**ENUNCIADO DA TAREFA:** Por favor, liste os fatores aos quais o trecho abaixo atribui o aumento de gêmeos MZ observado nos procedimentos de fertilização in vitro.
─── TRECHO ───
Os procedimentos de fertilização in vitro, cada vez mais utilizados no tratamento da esterilidade, promovem, obviamente, um aumento do nascimento de DZ, pelo estímulo à poliovulação, mas também foi observado um aumento de MZ. Esse fenômeno foi atribuído a possíveis características da cultura celular in vitro, à própria manipulação do ovócito e à ruptura artificial da zona pelúcida. O estado marital não influencia a incidência de gêmeos, porém o número total de mães de gêmeos mostra um excesso de casadas legalmente em relação às mães de nascidos únicos.

A mortalidade neonatal precoce em gêmeos do sexo masculino é o dobro da observada nos do sexo feminino em um levantamento na população de Campinas entre 1984 e 1993. De qualquer forma, a natimortalidade entre gêmeos é praticamente o dobro da registrada entre os fetos únicos, mas sem diferença sexual significativa.

O primeiro e o segundo índices de Apgar não foram independentes para os pares masculino/masculino, feminino/feminino e masculino/feminino em que o componente masculino foi o primeiro a nascer. Os gêmeos que nasceram em primeiro lugar apresentaram maiores índices de Apgar, entre sete e dez, embora essa proporção tenha sido significativa apenas para os pares do mesmo sexo.

A terra dos gêmeos e o fantasma nazista

A pequena cidade de Cândido Godoi, a 500 quilômetros de Porto Alegre, tem uma elevada incidência gemelar. Quase 2% da população é constituída de pares de gêmeos. Entre seus sete mil habitantes, há mais de 130 pares de gêmeos. A Linha de São Pedro  distrito de Cândido Godoi  tem a maior concentração: mais de 35 pares entre seus 350 habitantes.
─── DADOS PARA REVISÃO ───
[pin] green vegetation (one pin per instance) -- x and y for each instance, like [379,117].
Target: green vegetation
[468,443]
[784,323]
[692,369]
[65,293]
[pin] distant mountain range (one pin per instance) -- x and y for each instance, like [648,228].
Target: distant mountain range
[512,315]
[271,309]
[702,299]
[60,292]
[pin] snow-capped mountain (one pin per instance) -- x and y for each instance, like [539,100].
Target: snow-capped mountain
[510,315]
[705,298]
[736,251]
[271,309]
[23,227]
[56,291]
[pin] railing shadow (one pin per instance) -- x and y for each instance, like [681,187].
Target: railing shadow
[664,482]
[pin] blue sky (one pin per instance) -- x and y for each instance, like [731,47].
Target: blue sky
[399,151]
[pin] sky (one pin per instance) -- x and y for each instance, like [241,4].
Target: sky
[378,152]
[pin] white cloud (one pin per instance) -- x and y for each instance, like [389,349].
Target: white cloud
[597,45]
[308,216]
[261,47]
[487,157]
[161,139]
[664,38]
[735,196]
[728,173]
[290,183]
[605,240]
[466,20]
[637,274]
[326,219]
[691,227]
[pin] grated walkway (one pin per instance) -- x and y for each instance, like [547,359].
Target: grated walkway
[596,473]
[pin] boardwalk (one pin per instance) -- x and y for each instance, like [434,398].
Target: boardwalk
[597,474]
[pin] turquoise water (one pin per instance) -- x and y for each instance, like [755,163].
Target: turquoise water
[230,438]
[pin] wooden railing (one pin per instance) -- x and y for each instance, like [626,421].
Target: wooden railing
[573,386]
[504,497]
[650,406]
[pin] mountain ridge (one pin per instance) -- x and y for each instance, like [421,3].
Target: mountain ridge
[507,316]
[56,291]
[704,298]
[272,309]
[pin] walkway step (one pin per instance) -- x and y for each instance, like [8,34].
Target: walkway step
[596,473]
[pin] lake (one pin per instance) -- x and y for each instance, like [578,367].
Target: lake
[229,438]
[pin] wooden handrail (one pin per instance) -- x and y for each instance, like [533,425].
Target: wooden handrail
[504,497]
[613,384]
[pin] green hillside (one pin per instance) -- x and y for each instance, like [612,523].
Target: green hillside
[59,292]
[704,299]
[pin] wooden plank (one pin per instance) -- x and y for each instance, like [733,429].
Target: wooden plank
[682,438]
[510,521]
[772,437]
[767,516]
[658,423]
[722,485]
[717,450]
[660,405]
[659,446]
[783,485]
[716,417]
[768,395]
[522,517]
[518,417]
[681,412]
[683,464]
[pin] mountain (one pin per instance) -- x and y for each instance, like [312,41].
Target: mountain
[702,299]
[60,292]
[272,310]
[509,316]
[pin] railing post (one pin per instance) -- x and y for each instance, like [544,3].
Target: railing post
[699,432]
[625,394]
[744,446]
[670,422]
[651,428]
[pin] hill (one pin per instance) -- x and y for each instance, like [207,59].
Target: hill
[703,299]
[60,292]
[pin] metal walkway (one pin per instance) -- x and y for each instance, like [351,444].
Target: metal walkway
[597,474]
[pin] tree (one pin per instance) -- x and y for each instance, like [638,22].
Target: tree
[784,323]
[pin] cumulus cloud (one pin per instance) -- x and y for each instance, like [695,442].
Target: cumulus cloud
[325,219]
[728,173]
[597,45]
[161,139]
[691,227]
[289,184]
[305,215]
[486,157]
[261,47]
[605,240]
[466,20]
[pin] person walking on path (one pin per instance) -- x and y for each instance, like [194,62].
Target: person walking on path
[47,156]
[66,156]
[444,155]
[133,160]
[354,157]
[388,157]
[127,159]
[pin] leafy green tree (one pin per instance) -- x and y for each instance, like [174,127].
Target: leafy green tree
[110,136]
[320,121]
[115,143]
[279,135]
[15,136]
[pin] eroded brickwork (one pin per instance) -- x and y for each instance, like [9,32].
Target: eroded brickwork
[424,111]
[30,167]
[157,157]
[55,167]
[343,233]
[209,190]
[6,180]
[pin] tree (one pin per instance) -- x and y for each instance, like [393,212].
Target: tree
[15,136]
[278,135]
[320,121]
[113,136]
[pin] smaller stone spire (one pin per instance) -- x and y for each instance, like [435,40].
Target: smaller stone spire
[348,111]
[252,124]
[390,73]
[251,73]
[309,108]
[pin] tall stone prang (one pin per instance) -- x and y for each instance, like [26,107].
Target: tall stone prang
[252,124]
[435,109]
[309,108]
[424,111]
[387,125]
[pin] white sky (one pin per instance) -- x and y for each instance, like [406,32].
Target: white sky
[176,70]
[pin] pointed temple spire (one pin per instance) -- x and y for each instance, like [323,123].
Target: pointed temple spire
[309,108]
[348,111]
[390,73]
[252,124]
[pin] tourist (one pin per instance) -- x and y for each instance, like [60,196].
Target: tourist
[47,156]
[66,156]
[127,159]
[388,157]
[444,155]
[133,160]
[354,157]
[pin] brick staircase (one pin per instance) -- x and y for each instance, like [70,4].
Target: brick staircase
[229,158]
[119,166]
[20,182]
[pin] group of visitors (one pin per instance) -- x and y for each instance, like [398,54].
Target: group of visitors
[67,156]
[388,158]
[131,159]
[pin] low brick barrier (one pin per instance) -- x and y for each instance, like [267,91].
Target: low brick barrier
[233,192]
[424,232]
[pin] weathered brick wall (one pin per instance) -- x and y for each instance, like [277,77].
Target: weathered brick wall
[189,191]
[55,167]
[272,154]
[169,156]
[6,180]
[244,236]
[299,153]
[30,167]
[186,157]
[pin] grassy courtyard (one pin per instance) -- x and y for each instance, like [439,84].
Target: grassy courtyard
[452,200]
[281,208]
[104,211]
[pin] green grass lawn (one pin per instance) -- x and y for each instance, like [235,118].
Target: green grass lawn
───
**RESULTADO DO EXERCÍCIO:**
- Possíveis características da cultura celular in vitro
- A própria manipulação do ovócito
- A ruptura artificial da zona pelúcida